▸ **Directions**:
For each line of the data below that holds "image", copy the line.

───── Data

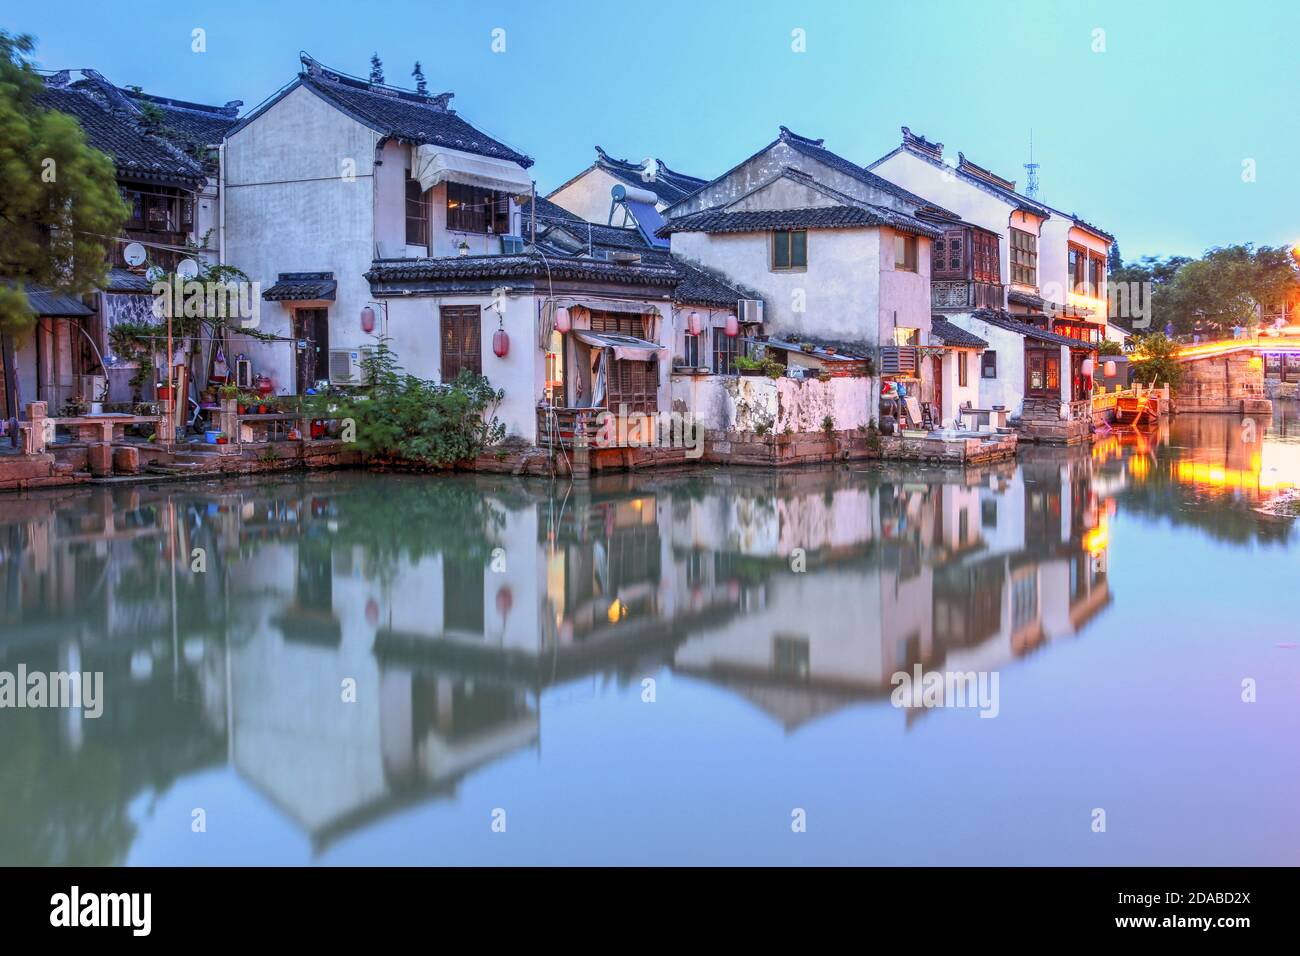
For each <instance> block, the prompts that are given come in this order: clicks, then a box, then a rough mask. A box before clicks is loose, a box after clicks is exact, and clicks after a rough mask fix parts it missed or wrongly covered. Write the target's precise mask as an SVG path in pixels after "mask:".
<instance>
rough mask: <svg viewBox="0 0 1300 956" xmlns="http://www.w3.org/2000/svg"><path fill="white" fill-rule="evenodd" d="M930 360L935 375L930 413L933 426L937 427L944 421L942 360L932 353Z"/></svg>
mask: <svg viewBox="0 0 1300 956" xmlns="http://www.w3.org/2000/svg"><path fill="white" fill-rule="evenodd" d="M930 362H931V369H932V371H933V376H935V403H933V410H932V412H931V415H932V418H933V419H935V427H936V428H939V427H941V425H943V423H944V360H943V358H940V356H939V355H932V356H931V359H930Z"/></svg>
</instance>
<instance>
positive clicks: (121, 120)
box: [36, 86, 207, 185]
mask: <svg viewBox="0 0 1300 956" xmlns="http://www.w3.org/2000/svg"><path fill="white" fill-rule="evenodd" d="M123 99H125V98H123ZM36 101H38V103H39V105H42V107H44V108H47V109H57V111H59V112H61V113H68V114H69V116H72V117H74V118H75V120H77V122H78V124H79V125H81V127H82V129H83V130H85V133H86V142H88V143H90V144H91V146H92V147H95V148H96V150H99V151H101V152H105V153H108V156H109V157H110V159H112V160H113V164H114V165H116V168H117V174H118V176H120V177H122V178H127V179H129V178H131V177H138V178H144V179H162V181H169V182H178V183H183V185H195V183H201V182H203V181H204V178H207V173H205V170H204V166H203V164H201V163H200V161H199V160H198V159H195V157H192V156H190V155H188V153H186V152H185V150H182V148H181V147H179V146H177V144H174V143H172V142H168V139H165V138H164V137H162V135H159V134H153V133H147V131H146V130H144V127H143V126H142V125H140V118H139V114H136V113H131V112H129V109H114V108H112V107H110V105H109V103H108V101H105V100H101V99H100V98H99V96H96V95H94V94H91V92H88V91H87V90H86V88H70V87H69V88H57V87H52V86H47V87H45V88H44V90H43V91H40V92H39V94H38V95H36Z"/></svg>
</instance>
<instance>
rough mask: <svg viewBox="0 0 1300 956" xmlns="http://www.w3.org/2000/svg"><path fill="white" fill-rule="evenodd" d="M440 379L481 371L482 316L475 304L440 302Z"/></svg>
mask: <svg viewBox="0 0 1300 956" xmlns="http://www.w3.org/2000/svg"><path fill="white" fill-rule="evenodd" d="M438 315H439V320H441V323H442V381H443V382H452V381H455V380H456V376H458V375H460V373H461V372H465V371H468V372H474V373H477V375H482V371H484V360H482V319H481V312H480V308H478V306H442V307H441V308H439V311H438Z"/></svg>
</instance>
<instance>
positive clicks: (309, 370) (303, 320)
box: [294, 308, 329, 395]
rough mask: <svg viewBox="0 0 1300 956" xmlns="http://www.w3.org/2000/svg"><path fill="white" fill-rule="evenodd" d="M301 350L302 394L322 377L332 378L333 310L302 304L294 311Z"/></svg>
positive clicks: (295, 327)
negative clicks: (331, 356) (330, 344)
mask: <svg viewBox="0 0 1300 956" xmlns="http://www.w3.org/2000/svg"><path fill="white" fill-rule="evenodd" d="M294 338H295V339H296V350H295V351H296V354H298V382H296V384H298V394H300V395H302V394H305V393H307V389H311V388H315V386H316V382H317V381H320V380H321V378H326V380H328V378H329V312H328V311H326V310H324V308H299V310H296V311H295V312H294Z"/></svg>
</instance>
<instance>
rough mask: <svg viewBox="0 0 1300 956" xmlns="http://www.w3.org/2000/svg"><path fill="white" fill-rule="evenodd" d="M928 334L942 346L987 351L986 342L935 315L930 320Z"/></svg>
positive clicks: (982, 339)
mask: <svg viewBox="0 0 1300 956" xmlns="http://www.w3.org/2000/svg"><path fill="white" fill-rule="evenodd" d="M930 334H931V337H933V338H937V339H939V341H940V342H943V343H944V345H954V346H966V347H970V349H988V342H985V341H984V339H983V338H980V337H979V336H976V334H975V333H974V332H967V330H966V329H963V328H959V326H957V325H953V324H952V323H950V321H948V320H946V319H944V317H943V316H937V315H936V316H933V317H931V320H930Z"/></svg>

──────────
───── Data

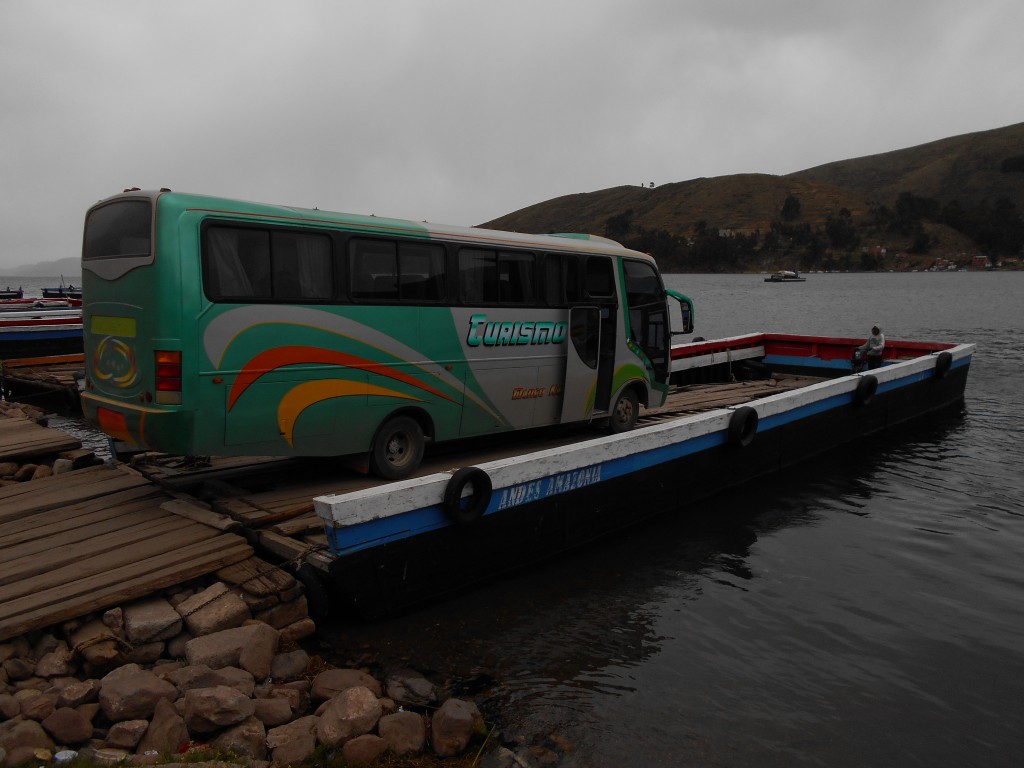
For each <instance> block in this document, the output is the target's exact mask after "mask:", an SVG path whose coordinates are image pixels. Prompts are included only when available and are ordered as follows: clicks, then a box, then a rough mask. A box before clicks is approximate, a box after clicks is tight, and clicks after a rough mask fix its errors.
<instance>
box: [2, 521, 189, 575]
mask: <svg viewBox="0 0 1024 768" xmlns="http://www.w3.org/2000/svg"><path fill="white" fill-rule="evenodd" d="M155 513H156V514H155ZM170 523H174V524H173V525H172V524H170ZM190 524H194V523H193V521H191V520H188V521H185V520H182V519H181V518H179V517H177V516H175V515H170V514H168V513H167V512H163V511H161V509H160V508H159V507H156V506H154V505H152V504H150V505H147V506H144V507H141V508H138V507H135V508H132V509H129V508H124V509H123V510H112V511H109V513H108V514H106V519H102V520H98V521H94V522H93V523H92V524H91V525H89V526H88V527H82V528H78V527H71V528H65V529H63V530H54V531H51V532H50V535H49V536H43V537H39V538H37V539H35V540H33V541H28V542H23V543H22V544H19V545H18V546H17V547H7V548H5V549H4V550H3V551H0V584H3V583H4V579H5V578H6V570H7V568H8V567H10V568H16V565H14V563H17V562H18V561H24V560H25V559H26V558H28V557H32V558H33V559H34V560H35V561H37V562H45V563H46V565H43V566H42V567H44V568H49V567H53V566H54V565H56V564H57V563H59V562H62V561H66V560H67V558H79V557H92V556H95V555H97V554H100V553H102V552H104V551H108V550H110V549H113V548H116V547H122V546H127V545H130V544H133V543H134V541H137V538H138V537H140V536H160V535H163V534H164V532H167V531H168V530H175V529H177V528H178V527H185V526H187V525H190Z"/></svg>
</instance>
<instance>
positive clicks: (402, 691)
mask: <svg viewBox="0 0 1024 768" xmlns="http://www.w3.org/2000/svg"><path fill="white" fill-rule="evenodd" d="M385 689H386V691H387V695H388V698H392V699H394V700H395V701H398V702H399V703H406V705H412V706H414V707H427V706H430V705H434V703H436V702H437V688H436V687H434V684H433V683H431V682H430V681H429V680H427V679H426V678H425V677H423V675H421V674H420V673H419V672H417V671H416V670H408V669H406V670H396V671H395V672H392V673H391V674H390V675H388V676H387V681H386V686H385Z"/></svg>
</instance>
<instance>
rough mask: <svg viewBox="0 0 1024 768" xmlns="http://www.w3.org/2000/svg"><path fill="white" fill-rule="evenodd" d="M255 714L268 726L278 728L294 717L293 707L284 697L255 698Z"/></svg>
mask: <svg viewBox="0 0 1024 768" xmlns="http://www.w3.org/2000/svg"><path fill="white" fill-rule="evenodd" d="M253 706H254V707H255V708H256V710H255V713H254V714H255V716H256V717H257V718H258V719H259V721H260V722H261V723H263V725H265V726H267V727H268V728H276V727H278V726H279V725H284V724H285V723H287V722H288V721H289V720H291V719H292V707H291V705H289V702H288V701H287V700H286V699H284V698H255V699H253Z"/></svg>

──────────
───── Data

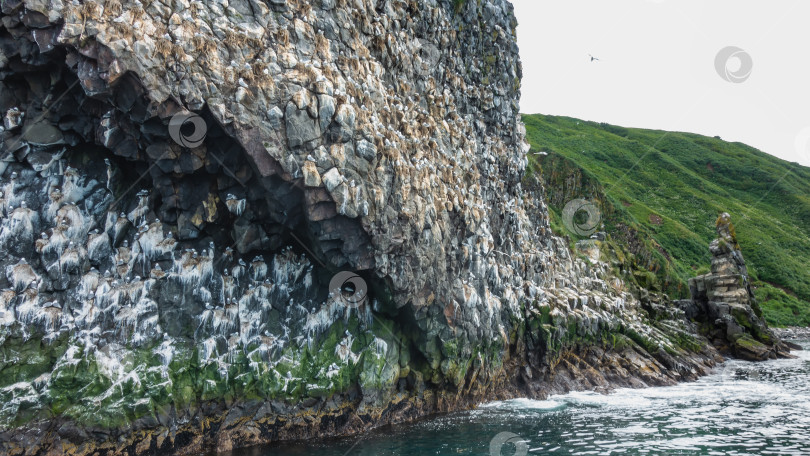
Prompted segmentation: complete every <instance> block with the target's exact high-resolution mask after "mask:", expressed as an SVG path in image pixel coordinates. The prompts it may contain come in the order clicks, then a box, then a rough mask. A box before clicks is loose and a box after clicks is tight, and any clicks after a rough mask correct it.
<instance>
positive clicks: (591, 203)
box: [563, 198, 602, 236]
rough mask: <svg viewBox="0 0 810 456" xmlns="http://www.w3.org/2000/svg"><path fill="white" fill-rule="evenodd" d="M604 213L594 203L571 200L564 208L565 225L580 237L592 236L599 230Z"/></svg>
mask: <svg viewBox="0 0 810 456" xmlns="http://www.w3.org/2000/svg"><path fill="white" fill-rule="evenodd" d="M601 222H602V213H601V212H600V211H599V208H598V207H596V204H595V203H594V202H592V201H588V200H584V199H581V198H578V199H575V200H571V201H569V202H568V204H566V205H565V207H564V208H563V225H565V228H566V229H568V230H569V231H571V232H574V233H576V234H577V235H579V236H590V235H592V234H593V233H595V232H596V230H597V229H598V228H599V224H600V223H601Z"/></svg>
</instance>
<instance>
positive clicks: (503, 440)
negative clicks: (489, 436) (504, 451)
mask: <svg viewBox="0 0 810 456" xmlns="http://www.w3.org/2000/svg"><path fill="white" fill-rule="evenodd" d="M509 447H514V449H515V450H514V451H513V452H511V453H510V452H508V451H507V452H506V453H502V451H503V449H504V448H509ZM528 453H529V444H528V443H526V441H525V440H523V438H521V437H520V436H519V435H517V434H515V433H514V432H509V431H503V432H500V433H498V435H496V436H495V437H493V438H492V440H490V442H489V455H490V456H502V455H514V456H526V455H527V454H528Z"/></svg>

──────────

▸ **Solution for this problem**:
For each <instance> block in this document, the output is the target's exact mask after "mask:", an SVG path whose coordinates are image pixels. Prompts are included only when available and are ordered as follows: clicks, then a box, then a rough mask. A box before clicks is approximate, a box after clicks is tight, and clicks after a rough mask fix its errors.
Prompted segmentation: complete every <instance> block with the target's exact high-resolution mask after "mask:", expressed as an SVG path in image pixel coordinates. The prompts it may contain come in the order clicks, then a box, then a rough mask. A box before clicks is loose and a box after clicks is tight, and any clicks after a rough mask correct it.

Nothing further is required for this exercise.